*** Given records ***
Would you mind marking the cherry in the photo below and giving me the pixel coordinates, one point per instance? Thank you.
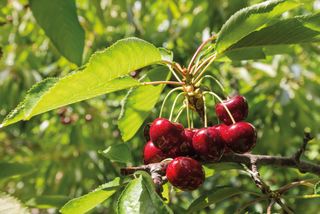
(240, 137)
(208, 144)
(237, 106)
(164, 134)
(151, 154)
(185, 173)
***
- _Exercise requirements_
Rescale every line above by repeating it in full, requests included, with each pixel coordinate in the answers multiplied by 0.35 and rounded to a whole number, halves going up. Leave the pictures out.

- _Output of the task_
Would you mind marking the cherry in the photo below and giving me the pixel coordinates, one point per instance? Thank you.
(84, 48)
(73, 50)
(83, 37)
(57, 47)
(53, 54)
(65, 61)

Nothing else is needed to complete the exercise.